+++ TASK DATA +++

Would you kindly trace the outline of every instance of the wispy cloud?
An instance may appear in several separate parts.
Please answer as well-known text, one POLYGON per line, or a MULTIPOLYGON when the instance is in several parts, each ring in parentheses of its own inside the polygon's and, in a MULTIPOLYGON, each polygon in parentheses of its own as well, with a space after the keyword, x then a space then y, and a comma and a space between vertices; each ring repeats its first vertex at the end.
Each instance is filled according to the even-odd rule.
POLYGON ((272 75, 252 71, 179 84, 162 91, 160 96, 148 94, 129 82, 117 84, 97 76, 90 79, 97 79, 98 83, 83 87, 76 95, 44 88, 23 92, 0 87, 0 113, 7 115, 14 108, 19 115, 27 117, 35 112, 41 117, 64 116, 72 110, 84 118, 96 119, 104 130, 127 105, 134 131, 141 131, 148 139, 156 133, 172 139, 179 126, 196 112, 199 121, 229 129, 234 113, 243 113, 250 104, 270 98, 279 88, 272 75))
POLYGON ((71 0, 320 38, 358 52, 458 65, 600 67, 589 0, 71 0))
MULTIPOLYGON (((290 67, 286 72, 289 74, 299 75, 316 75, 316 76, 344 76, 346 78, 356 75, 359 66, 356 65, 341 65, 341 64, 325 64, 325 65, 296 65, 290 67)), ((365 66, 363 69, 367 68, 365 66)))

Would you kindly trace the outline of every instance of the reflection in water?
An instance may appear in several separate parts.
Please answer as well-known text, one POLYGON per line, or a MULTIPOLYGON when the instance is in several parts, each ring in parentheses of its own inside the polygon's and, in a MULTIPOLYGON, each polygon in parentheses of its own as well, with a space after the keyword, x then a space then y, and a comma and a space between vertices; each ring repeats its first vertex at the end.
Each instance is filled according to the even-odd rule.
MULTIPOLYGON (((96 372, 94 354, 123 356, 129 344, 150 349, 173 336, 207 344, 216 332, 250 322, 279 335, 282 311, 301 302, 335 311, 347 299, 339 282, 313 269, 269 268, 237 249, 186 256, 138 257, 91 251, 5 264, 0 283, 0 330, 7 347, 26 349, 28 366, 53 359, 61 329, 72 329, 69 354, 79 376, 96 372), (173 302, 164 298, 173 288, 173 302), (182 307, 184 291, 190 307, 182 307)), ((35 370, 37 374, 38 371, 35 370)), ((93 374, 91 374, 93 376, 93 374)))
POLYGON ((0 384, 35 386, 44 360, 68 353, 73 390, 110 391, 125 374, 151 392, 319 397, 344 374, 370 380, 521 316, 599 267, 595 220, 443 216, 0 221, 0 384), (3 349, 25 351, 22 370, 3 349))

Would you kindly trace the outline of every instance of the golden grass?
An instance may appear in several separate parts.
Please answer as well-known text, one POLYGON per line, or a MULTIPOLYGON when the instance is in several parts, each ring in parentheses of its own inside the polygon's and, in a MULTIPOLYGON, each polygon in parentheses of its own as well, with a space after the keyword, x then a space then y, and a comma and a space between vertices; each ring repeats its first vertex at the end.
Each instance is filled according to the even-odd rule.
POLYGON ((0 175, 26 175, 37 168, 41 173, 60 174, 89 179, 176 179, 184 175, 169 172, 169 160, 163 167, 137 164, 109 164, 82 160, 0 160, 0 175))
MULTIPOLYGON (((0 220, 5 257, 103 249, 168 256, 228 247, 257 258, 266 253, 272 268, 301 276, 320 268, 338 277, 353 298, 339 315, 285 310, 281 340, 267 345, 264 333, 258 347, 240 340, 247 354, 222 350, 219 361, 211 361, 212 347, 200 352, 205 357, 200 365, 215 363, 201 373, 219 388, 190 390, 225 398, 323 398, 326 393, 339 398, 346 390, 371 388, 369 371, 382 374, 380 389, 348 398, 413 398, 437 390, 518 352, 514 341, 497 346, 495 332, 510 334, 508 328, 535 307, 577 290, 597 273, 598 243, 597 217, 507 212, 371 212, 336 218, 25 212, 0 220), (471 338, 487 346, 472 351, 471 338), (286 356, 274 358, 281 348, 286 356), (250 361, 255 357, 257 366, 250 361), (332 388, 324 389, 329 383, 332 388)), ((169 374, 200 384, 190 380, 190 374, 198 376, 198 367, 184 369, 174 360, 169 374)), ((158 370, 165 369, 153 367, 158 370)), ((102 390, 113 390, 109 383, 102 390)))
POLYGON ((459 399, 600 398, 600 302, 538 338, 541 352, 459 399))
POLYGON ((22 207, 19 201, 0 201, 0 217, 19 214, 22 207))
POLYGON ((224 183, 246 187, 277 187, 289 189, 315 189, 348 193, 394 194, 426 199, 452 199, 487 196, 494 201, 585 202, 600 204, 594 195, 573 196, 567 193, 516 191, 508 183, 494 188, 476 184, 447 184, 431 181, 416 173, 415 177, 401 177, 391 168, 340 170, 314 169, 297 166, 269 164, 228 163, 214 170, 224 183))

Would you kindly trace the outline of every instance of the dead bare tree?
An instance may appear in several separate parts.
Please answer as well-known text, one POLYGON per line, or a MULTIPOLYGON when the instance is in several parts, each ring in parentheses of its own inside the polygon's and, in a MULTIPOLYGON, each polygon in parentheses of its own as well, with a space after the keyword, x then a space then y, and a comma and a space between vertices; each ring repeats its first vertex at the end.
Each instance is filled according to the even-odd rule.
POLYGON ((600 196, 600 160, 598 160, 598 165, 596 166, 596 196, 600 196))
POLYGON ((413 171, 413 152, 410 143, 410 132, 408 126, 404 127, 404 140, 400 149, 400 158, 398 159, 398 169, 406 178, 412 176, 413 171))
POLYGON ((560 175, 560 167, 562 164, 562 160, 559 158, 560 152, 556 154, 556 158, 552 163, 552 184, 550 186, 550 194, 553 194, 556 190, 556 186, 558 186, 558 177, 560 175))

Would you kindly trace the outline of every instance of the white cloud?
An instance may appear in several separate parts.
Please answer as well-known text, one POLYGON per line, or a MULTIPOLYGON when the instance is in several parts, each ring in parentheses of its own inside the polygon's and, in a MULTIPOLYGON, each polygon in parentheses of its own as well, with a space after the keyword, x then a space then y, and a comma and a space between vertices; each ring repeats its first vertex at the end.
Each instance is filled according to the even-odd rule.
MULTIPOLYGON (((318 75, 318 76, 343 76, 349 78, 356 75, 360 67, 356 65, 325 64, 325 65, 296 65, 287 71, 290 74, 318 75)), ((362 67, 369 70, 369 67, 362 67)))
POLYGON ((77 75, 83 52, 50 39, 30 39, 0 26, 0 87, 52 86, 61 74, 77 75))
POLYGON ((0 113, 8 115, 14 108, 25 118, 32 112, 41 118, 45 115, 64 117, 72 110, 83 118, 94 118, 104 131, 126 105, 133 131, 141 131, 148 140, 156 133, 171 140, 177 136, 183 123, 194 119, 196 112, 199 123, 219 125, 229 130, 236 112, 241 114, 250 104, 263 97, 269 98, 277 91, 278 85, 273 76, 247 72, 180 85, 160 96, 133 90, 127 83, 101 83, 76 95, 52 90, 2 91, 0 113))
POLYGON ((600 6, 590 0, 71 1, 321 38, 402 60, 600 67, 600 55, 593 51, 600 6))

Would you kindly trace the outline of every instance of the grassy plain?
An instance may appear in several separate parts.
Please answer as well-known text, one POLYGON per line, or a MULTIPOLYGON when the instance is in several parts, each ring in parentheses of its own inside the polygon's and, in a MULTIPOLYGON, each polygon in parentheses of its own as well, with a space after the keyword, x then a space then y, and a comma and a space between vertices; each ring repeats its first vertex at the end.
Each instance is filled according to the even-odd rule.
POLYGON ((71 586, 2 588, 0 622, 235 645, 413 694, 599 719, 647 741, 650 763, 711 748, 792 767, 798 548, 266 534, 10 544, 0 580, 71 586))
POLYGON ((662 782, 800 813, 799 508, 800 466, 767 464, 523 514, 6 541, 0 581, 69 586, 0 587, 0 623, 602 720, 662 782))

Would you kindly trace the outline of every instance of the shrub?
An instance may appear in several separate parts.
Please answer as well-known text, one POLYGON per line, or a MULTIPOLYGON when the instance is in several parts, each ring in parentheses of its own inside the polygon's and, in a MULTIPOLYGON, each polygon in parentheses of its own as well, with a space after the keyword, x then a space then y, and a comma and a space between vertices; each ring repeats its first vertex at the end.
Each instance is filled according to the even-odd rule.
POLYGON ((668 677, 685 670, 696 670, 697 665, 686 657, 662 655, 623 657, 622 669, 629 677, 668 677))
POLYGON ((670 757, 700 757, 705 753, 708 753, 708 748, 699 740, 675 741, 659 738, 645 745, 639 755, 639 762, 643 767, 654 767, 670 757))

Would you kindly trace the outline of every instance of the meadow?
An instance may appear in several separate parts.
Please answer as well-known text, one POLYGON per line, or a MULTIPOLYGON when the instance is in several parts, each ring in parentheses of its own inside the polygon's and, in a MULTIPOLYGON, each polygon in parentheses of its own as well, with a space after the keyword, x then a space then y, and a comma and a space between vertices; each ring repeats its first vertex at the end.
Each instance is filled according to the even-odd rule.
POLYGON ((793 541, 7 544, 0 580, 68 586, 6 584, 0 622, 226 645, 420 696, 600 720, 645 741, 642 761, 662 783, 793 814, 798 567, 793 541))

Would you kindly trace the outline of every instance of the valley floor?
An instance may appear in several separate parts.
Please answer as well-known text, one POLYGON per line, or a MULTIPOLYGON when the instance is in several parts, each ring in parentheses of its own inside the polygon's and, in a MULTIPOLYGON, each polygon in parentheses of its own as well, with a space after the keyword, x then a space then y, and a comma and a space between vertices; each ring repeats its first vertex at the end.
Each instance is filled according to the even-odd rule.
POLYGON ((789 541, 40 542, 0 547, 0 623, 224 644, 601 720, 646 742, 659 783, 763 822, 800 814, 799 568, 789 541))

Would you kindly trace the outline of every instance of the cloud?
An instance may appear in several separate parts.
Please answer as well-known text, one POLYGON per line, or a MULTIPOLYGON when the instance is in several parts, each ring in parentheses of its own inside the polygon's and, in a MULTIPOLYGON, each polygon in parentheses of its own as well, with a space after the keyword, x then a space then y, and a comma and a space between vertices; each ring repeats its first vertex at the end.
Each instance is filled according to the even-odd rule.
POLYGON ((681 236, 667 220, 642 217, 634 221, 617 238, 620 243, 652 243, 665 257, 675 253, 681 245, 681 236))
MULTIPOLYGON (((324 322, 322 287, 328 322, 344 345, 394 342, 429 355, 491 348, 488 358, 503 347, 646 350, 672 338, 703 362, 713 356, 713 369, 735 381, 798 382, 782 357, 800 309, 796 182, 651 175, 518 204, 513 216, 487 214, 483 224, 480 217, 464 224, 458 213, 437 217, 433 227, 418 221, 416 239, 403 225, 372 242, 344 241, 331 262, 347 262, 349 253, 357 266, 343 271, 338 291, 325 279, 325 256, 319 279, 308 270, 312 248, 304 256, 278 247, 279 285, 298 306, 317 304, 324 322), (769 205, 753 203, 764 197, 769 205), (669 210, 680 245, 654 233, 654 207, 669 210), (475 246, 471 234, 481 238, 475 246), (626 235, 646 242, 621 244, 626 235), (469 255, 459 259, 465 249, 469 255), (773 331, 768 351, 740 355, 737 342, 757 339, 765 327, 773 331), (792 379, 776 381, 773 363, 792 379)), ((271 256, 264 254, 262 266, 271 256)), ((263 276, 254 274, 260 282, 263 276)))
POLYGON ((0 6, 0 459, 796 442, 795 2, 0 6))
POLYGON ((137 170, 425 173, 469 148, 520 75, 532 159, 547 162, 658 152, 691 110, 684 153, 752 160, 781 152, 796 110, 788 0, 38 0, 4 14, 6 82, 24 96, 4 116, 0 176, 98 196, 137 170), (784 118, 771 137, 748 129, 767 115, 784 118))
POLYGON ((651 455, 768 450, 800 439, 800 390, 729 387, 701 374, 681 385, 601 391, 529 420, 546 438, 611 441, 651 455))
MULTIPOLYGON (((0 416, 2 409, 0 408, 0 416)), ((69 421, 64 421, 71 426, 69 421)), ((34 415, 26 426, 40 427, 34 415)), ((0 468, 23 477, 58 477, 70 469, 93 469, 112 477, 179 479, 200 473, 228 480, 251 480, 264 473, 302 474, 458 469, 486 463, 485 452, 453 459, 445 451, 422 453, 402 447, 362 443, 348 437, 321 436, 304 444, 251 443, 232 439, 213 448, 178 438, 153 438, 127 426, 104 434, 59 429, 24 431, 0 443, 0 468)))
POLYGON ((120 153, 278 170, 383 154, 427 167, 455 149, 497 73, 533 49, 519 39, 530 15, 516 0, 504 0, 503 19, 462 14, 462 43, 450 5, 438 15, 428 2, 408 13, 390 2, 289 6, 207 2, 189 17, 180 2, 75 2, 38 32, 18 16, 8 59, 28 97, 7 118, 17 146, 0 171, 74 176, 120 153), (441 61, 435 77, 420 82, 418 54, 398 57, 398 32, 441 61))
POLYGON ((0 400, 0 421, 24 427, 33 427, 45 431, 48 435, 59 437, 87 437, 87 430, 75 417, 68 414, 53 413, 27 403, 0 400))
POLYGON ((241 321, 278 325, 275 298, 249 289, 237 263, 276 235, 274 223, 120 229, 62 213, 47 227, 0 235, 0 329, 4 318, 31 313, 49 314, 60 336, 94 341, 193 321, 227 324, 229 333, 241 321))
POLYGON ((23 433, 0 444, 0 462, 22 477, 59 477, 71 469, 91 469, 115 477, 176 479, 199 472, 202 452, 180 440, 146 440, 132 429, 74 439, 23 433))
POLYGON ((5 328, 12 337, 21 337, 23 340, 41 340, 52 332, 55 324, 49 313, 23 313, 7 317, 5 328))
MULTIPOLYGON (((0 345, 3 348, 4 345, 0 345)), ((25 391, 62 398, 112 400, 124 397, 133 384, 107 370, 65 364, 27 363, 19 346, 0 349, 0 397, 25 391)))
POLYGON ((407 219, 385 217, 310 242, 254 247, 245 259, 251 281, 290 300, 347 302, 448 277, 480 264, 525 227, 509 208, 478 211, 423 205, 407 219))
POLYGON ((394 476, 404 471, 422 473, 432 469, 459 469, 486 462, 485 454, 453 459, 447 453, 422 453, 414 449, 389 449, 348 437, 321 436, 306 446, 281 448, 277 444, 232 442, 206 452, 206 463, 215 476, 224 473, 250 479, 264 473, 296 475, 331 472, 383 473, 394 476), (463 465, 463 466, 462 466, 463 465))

+++

__WHAT TO WORK ON__
Lines from the start of the records through the one containing "reflection in water?" are what should be retyped, exactly and in full, both ends included.

__WRITTEN ANSWER__
Would you kindly trace the outline of every instance of the wispy cloud?
An instance may appear in several separate parts.
Please answer as well-known text, one POLYGON per line, or a MULTIPOLYGON when the instance is in several parts, each ring in parentheses of its own inside the polygon's and, in a MULTIPOLYGON, each polygon in parentheses of its own as well, with a space after the keyword, x then a space then y, and a comma and a space between vertices; each ring repeats its first vertex at the end.
Each instance is filled according to the even-odd rule.
POLYGON ((272 75, 252 71, 179 84, 162 91, 160 96, 148 94, 129 82, 117 84, 97 76, 90 79, 97 79, 98 83, 83 87, 76 95, 44 88, 23 92, 0 87, 0 113, 7 115, 14 108, 19 115, 27 117, 35 112, 41 117, 64 116, 72 110, 84 118, 96 119, 104 130, 127 105, 134 131, 141 131, 148 139, 156 133, 172 139, 179 126, 196 112, 199 121, 229 129, 234 113, 243 113, 250 104, 270 98, 279 88, 272 75))
POLYGON ((71 0, 320 38, 358 52, 458 65, 600 67, 589 0, 71 0))
MULTIPOLYGON (((290 67, 286 72, 289 74, 299 75, 316 75, 316 76, 344 76, 346 78, 356 75, 359 66, 356 65, 341 65, 341 64, 325 64, 325 65, 296 65, 290 67)), ((365 66, 363 69, 367 68, 365 66)))

Would you kindly trace the outline of every instance of the reflection in water?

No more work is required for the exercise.